_Dataset records about object locations_.

──────

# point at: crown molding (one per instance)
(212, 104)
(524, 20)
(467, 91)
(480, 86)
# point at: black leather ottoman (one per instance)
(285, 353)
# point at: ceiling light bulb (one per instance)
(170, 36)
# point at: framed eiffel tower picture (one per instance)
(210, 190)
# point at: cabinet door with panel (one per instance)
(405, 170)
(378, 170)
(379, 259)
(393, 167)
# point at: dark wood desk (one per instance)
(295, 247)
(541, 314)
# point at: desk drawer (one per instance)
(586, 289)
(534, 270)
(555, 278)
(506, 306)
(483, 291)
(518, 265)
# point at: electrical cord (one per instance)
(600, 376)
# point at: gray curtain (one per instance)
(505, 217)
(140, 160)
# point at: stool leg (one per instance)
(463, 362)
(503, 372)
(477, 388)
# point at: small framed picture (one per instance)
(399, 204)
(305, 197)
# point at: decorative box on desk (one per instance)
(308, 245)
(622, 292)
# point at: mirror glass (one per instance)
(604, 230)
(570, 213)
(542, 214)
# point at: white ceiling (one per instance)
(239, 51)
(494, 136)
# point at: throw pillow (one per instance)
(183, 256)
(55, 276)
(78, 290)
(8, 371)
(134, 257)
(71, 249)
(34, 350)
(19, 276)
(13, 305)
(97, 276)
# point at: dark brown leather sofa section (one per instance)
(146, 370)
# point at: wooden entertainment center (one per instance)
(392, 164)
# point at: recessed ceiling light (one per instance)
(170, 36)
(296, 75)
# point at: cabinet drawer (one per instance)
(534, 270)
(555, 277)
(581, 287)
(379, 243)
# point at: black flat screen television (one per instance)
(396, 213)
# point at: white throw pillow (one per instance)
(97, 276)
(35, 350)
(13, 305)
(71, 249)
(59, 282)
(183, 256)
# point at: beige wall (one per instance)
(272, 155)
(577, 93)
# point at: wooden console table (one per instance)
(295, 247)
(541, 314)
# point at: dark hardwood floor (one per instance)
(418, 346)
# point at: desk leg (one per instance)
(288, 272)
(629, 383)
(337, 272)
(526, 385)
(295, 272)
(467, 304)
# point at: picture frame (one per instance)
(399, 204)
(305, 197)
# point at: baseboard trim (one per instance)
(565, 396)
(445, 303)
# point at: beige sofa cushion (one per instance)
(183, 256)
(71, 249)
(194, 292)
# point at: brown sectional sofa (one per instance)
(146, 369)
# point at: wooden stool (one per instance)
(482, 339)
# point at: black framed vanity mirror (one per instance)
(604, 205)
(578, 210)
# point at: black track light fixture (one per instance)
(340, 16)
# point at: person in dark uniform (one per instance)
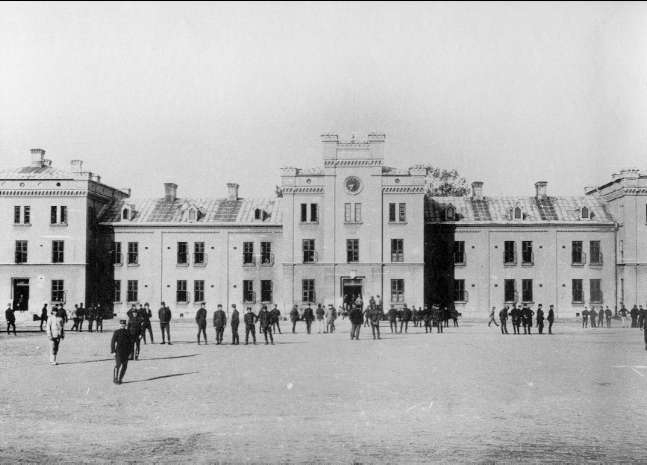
(540, 320)
(11, 319)
(294, 317)
(201, 321)
(164, 315)
(356, 318)
(120, 345)
(393, 319)
(276, 318)
(43, 316)
(146, 323)
(135, 330)
(406, 317)
(265, 324)
(250, 325)
(308, 316)
(551, 318)
(219, 323)
(235, 319)
(503, 318)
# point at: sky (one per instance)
(202, 94)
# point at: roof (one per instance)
(210, 211)
(534, 210)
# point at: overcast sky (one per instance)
(203, 94)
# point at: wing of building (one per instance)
(352, 227)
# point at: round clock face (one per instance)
(353, 184)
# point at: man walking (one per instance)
(164, 315)
(219, 323)
(235, 319)
(55, 333)
(120, 345)
(201, 321)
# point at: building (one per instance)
(352, 226)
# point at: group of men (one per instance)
(523, 317)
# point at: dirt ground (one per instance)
(470, 395)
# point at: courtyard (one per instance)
(468, 395)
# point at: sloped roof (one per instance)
(497, 210)
(212, 211)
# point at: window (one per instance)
(308, 290)
(526, 290)
(248, 253)
(309, 254)
(266, 290)
(198, 254)
(182, 253)
(181, 294)
(198, 291)
(509, 253)
(397, 250)
(577, 291)
(459, 252)
(133, 288)
(248, 291)
(460, 295)
(266, 253)
(352, 250)
(58, 251)
(595, 253)
(596, 291)
(509, 290)
(58, 290)
(21, 251)
(116, 253)
(397, 290)
(577, 255)
(527, 257)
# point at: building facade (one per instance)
(352, 226)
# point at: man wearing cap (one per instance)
(164, 315)
(121, 346)
(55, 333)
(201, 321)
(219, 323)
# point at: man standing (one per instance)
(276, 318)
(356, 318)
(201, 321)
(43, 317)
(265, 323)
(235, 319)
(55, 333)
(294, 317)
(308, 316)
(120, 345)
(250, 328)
(164, 315)
(540, 320)
(503, 318)
(551, 319)
(219, 323)
(11, 319)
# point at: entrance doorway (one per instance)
(351, 288)
(20, 293)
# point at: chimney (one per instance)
(37, 157)
(477, 190)
(170, 191)
(76, 166)
(540, 189)
(232, 191)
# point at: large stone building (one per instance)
(351, 226)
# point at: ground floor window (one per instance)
(397, 290)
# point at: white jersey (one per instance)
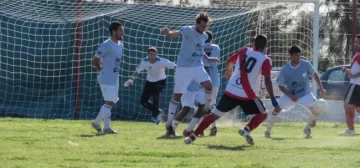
(156, 70)
(242, 83)
(110, 54)
(191, 52)
(355, 68)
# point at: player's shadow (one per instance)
(90, 135)
(230, 148)
(169, 137)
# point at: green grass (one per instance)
(63, 143)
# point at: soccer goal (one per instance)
(47, 47)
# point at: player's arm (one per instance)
(266, 72)
(135, 74)
(168, 64)
(100, 53)
(171, 34)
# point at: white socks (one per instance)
(105, 113)
(107, 116)
(192, 124)
(171, 111)
(208, 99)
(175, 124)
(271, 120)
(214, 94)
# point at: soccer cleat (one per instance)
(247, 136)
(170, 131)
(190, 139)
(312, 123)
(348, 132)
(187, 133)
(267, 134)
(307, 132)
(213, 131)
(109, 131)
(97, 127)
(155, 120)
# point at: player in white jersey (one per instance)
(193, 95)
(155, 81)
(107, 61)
(249, 64)
(294, 83)
(190, 64)
(212, 50)
(352, 96)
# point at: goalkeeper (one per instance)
(155, 81)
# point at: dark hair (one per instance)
(114, 26)
(294, 49)
(202, 16)
(210, 36)
(260, 42)
(152, 48)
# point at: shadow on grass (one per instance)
(90, 135)
(280, 139)
(230, 148)
(169, 137)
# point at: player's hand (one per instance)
(227, 74)
(277, 108)
(165, 31)
(293, 98)
(128, 83)
(213, 59)
(322, 93)
(351, 76)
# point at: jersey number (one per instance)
(250, 64)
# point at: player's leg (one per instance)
(215, 91)
(147, 92)
(203, 78)
(182, 81)
(308, 101)
(351, 100)
(194, 120)
(187, 101)
(159, 86)
(110, 94)
(284, 103)
(225, 104)
(251, 107)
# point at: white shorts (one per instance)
(184, 76)
(190, 98)
(286, 103)
(110, 93)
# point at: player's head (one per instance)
(357, 43)
(201, 22)
(152, 53)
(295, 54)
(210, 36)
(260, 42)
(116, 30)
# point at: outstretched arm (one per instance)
(170, 34)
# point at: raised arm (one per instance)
(170, 34)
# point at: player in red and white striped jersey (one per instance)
(352, 97)
(249, 64)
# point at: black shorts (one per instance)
(352, 95)
(249, 107)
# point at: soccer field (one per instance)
(65, 143)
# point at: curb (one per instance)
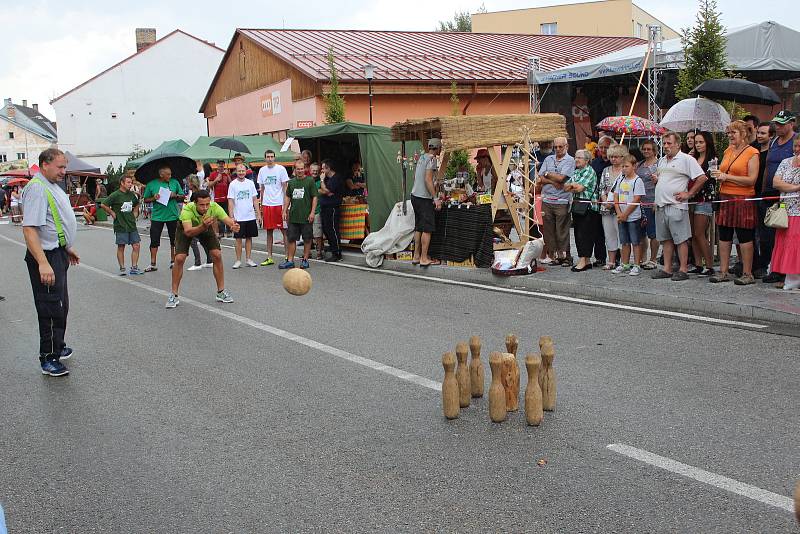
(681, 304)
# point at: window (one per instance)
(549, 28)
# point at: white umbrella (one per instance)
(696, 114)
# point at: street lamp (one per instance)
(369, 74)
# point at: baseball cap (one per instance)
(783, 117)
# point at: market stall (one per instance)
(373, 148)
(468, 227)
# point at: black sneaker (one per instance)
(54, 368)
(773, 278)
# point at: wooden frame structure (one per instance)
(493, 132)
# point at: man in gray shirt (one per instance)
(49, 228)
(555, 170)
(425, 203)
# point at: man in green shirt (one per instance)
(163, 214)
(298, 210)
(197, 220)
(123, 206)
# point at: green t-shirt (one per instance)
(189, 213)
(301, 193)
(161, 212)
(122, 205)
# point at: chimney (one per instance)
(144, 38)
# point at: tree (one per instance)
(462, 22)
(703, 50)
(334, 102)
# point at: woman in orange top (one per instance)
(737, 177)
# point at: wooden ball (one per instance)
(297, 281)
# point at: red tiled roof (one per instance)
(170, 34)
(429, 56)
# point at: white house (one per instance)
(144, 99)
(24, 132)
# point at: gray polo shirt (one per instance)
(565, 166)
(426, 162)
(36, 212)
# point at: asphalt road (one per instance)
(286, 414)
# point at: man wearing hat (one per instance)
(425, 201)
(780, 148)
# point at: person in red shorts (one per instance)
(272, 180)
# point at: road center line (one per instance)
(217, 310)
(707, 477)
(536, 294)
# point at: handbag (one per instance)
(777, 216)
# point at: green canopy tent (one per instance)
(258, 144)
(374, 148)
(176, 146)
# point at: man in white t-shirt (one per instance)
(272, 180)
(675, 170)
(243, 208)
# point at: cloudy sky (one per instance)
(57, 45)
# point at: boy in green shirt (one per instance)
(123, 206)
(298, 210)
(163, 215)
(197, 220)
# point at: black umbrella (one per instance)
(738, 90)
(234, 145)
(181, 167)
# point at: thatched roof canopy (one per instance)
(465, 132)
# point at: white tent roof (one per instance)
(766, 46)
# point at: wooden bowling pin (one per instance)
(549, 379)
(533, 393)
(510, 379)
(476, 367)
(462, 375)
(450, 386)
(497, 393)
(512, 343)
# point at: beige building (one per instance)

──────

Retype exactly the lines from the one containing "# point at: green canopy" through the last line of the records above, including both.

_SOLUTION TO THIS PROBLEM_.
# point at: green canopy tent (one per instance)
(258, 144)
(374, 148)
(176, 146)
# point at: man in white t-shirt (one per instance)
(272, 180)
(675, 170)
(243, 208)
# point at: cloudy sky (one per instance)
(57, 45)
# point at: boy in green shirt (one per instance)
(123, 206)
(298, 210)
(163, 215)
(197, 220)
# point at: black umbrella (one per instance)
(738, 90)
(234, 145)
(181, 167)
# point at: thatched roof canopy (one per instance)
(465, 132)
# point at: white tent roof (one per instance)
(766, 46)
# point at: wooden bowling pin (one per instance)
(549, 379)
(533, 393)
(510, 379)
(476, 367)
(462, 375)
(450, 386)
(497, 393)
(512, 343)
# point at: beige building (one per instance)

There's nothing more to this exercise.